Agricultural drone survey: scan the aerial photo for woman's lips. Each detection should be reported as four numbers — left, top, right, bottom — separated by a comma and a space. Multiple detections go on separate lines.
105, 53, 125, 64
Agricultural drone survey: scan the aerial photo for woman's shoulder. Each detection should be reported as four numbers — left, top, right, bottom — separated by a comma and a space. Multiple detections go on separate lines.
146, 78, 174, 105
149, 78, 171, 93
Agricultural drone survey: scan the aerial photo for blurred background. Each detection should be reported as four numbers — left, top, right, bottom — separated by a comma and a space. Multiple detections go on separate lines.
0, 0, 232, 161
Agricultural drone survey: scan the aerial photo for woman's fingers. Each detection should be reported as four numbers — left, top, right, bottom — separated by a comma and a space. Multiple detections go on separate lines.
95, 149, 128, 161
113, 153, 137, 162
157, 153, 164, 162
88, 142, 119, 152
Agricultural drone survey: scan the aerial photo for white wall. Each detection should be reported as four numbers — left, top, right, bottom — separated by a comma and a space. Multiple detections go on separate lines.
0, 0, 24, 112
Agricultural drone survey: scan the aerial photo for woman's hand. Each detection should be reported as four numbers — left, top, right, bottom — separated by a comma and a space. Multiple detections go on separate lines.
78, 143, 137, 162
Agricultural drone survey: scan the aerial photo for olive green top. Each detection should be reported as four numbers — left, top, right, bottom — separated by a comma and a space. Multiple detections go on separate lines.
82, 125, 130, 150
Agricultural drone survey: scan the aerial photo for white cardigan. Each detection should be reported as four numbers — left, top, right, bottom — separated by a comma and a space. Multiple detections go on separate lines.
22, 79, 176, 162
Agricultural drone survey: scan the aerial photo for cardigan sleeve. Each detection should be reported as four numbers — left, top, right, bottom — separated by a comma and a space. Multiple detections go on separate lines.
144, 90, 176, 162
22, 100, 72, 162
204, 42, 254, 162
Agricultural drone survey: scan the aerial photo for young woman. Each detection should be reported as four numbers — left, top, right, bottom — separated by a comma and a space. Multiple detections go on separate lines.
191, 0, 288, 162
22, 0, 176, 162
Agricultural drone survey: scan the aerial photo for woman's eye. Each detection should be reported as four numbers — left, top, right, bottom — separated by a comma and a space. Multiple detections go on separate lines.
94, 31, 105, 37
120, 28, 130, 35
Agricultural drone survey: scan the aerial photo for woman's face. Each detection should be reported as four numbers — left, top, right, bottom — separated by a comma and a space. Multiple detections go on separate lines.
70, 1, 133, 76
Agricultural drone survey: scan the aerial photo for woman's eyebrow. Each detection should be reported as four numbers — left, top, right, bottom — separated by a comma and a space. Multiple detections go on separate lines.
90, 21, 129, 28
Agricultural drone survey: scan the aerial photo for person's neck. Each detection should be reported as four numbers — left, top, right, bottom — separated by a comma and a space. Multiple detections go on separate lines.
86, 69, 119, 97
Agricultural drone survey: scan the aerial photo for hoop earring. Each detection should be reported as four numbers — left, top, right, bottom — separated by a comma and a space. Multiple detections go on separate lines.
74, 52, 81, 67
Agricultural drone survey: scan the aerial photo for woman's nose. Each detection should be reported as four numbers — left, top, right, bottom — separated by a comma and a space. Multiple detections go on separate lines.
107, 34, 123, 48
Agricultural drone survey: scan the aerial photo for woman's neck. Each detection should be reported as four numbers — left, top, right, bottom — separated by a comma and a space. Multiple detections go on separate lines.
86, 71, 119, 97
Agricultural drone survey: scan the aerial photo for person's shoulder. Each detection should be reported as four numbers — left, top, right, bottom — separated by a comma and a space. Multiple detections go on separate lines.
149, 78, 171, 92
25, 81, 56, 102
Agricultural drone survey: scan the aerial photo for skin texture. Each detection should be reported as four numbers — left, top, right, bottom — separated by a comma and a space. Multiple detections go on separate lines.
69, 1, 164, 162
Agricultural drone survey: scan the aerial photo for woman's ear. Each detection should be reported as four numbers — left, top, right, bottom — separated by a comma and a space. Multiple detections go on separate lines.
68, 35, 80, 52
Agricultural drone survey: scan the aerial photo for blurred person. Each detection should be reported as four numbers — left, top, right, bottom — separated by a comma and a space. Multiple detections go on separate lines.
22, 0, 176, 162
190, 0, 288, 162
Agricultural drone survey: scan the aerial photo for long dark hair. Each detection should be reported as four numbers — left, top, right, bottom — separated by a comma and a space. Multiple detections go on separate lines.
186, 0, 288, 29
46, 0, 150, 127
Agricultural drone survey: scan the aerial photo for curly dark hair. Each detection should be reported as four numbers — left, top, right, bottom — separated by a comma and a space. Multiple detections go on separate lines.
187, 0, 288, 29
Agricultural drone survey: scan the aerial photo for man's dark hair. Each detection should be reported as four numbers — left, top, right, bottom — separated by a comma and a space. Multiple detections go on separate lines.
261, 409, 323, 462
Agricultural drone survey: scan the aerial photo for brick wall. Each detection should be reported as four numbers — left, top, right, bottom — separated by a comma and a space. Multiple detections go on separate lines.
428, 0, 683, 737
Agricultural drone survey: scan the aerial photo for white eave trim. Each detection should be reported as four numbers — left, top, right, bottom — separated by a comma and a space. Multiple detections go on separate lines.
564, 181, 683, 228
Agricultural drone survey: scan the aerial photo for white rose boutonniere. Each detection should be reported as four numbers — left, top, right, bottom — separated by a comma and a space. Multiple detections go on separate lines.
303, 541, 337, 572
· · ·
Convert every row above into a two-column CSV with the header instruction,boxes, giving each row one line with its text under instruction and its answer under boxes. Put each field in quotes and replace any line breaks inside a field with spaces.

Exercise answer
instruction,boxes
"Agricultural drone survey: scan the aerial photo for woman's lips. Each detection should be reported as four numbers — left, top, right, bottom — separated by a comma and a space. Multiple detections go on separate lines.","105, 53, 125, 64"
"Agricultural drone survey: scan the aerial photo for woman's shoulder. Each detection should be reported as four numbers — left, top, right, bottom — separated by a comma and a space. Multiple detections go on separate lines.","146, 78, 174, 105 149, 78, 171, 93"
"Agricultural drone survey: scan the aerial photo for blurred background. Each detection should be reported as four numbers — left, top, right, bottom — separated by a comma and a space. Multiple detections go on separate lines.","0, 0, 232, 161"
"Agricultural drone survey: scan the aerial photo for woman's fingers. Each detection should be reported as four numbers — left, top, right, bottom — separated by a comma and a space. Multiple detections go on separate lines.","95, 149, 128, 161 113, 153, 137, 162 157, 153, 164, 162 88, 142, 119, 152"
"Agricultural drone survey: scan the aerial photo for white wall. Each detection should be reported as four numbers — left, top, right, bottom — separated by a comma and a space. Multiple detections go on separate lines.","0, 0, 24, 112"
"Agricultural drone survey: scan the aerial photo for woman's hand. Each detection should be reported as four numbers — left, top, right, bottom — separated by a comma and a space. Multiple detections go on separate lines.","78, 143, 137, 162"
"Agricultural drone survey: scan the aerial photo for olive green top. Each detection should be reported as four numbers — left, top, right, bottom — separated by a comma and a space. Multiple detections go on separate lines.","82, 125, 130, 150"
"Agricultural drone survey: scan the aerial photo for white cardigan. Each detection should be reported as four numbers — left, top, right, bottom — separated by a comma and a space. Multiple detections go on separate lines.","22, 79, 176, 162"
"Agricultural drone survey: scan the aerial photo for cardigan sleeve. Each detection should be reported as four numbers — left, top, right, bottom — separated by a comma and a space. Multiple detections go on separate lines.","144, 90, 176, 162 22, 100, 72, 162 204, 42, 254, 162"
"Agricultural drone survey: scan the aerial photo for young woman. Each detection should be reported as four numbers — left, top, right, bottom — separated by a comma and a space. Multiple detections go on separate lines.","191, 0, 288, 162 22, 0, 176, 162"
"Agricultural drone survey: scan the aerial photo for woman's eye. Each detection should be reported as four numbers — left, top, right, bottom — separated by a comma and a space. Multiple detections go on separate lines.","94, 31, 105, 37 120, 28, 130, 35"
"Agricultural drone survey: scan the aerial photo for woman's face. Each detection should be reported as four numbers — left, top, right, bottom — separated by a comma and a space. Multiple detections go on separate lines.","70, 1, 133, 76"
"Agricultural drone survey: scan the aerial photo for woman's eyebrow. Each detection should be reported as four numbers — left, top, right, bottom — separated by a comma and a space. Multiple detections go on separate lines.","90, 21, 129, 28"
"Agricultural drone survey: scan the aerial photo for person's neck. Each detection should be reported as four numbers — left, top, right, bottom — separated by a comma and a space. Multiple detections go on separate lines.","86, 69, 119, 97"
"Agricultural drone survey: scan the aerial photo for hoop earring. Each detection should be reported as four numbers — left, top, right, bottom — separated by a comma and a space. Multiple detections go on separate lines.","74, 52, 81, 67"
"Agricultural drone survey: scan the aerial photo for woman's nose. Each detection should be reported as four numbers — left, top, right, bottom — separated by a comma and a space. Multiple detections go on separate lines.","107, 34, 123, 48"
"Agricultural drone survey: scan the aerial photo for woman's neck. Each detection should be reported as four numbers — left, top, right, bottom — separated by a comma and a space. Multiple detections go on separate lines.","86, 71, 119, 97"
"Agricultural drone survey: scan the aerial photo for person's shoulder. Each detection should be reported as four numbers — left, top, right, bottom — separated by a comma and a space. Multiple detections go on separate lines.","149, 78, 171, 92 25, 81, 56, 102"
"Agricultural drone survey: scan the aerial photo for skin texture. Each detection should be reported as four numbers — left, top, right, bottom — separated by a comma and a space. Multiple detections go on separate lines.","69, 1, 164, 162"
"Agricultural drone survey: scan the aerial photo for woman's ear. Each detection should be reported as four numbers — left, top, right, bottom — separated by a comma and a space. Multiple detections go on separate lines.","68, 35, 80, 52"
"Agricultural drone survey: scan the aerial photo for blurred person. Each detection should be reported as four numbers — left, top, right, bottom — separated by a comma and a space. Multiple detections go on separate lines.","22, 0, 176, 162 190, 0, 288, 162"
"Agricultural drone survey: scan the aerial photo for long dark hair. Each detection should be reported as four numbers — left, top, right, bottom — separated by a comma and a space. Multiple detections go on separate lines.","186, 0, 288, 29 46, 0, 150, 127"
"Agricultural drone survey: scan the aerial photo for curly dark hair. Each detection should be reported as four numbers — left, top, right, bottom — separated by a comma and a space. Multiple detections go on separate lines.","187, 0, 288, 29"
"Agricultural drone survey: scan the aerial photo for man's dark hair. Each detection should be reported as four numbers — left, top, right, bottom — separated by a comma and a space. Multiple detections go on separate lines.","261, 409, 323, 462"
"Agricultural drone survey: scan the aerial photo for brick wall. Each detection should be reported as four numbers — left, top, right, bottom — separated by a comma and a space. Multiple detections go on separate lines.","428, 0, 683, 737"
"Agricultural drone survey: scan the aerial photo for white eave trim. Each detection should be reported as four numbers — left, top, right, bottom — separated by a comma and a space. Multiple detections go on separate lines.","564, 181, 683, 228"
"Agricultural drone survey: scan the aerial photo for white rose boutonniere. Each detection should be reported as four numbers — left, top, right, bottom — separated by a comma and a space. Multiple detections go on separate lines.","303, 541, 337, 572"